[Records from a collection]
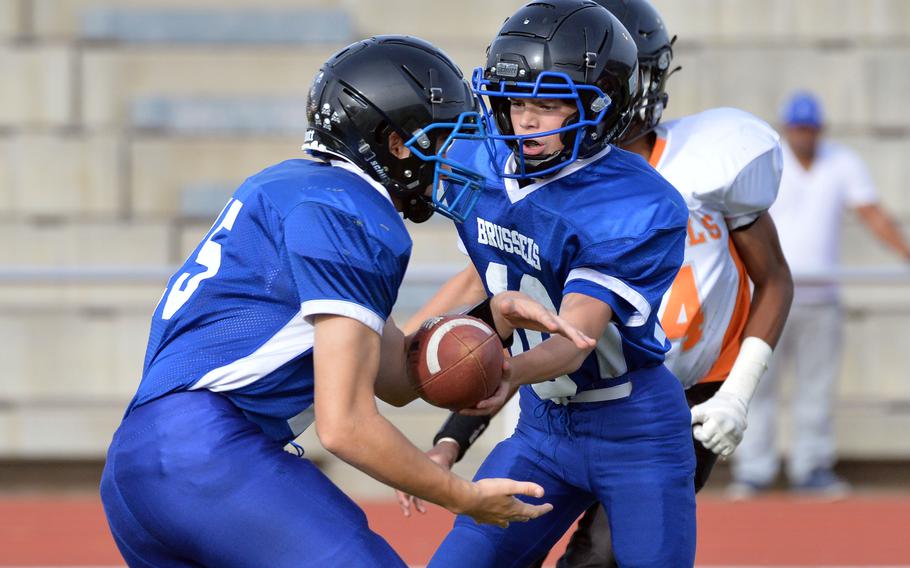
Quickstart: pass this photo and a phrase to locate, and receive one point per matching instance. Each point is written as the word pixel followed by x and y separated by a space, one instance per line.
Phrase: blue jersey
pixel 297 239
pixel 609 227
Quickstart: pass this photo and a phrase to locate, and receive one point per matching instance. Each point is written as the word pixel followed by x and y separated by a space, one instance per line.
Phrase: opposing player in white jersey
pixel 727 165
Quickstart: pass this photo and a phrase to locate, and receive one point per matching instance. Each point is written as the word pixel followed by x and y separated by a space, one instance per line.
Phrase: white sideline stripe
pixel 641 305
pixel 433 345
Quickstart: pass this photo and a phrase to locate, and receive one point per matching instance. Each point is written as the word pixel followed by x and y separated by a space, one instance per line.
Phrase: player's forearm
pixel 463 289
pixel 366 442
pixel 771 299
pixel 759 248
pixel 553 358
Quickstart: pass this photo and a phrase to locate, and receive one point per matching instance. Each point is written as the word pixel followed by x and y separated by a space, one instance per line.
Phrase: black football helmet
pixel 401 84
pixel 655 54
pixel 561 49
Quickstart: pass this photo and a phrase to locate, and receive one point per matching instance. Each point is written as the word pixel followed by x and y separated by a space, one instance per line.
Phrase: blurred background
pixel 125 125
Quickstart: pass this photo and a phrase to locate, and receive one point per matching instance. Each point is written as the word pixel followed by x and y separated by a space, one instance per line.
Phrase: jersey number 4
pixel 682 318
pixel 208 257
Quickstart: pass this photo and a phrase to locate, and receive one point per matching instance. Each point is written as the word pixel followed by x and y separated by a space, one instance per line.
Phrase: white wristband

### Brief
Write the entries above out in full, exactly, with no images.

### Exercise result
Quickstart: pass this photo and a phrase to locate, and receive one point per matching instance. Each point is written as the word pixel followed by x and y separated by a space, one instance per line.
Phrase: blue jersey
pixel 297 239
pixel 609 227
Quickstart: pass this photo and a phrase to locate, and receive one point per matching instance. Each point is written as the word pixel followed by x and y separated by a space, one instance per line.
Phrase: opposing player in white jersey
pixel 727 165
Quickstart: pass this photo and a phrase to locate, and receive one point per matching instance. Each point is written as the word pixel followed by x and y separated by a space, one instance per line.
Phrase: white sideline stripe
pixel 641 305
pixel 433 345
Quickstart: pass this photo and a phrase to locate, and receive one point per matching instance. Each point is written as the word pixel followed by x and y separated by a space, one instance per line.
Phrase: player's forearm
pixel 463 289
pixel 366 442
pixel 771 299
pixel 759 248
pixel 553 358
Quickstart: pass this photo and a phrase to locate, and receive one point per matching instance. Each point is written as the word pixel followed by x and y separated by a space, one instance per line.
Phrase: black football helmet
pixel 401 84
pixel 655 54
pixel 561 49
Quickstart: pass this photo and a phrase to locate, and receive one point per matching instance. Each point is written as the word pixel followed by x and y separated by a space, one instance per line.
Phrase: blurred background
pixel 125 125
Quickstart: pass this photo and a phrase to locate, and receive one point per matching instance. Each point is written as the word pixel followed by x and y separated by a space, one instance per line.
Phrase: jersey number 4
pixel 682 318
pixel 208 257
Quickstart: pass this photo and a phrase to locate, and receive one point per matching instance. Each point is written as the word pixel followed by x and y separated by a space, one instance per line.
Phrase: white wristband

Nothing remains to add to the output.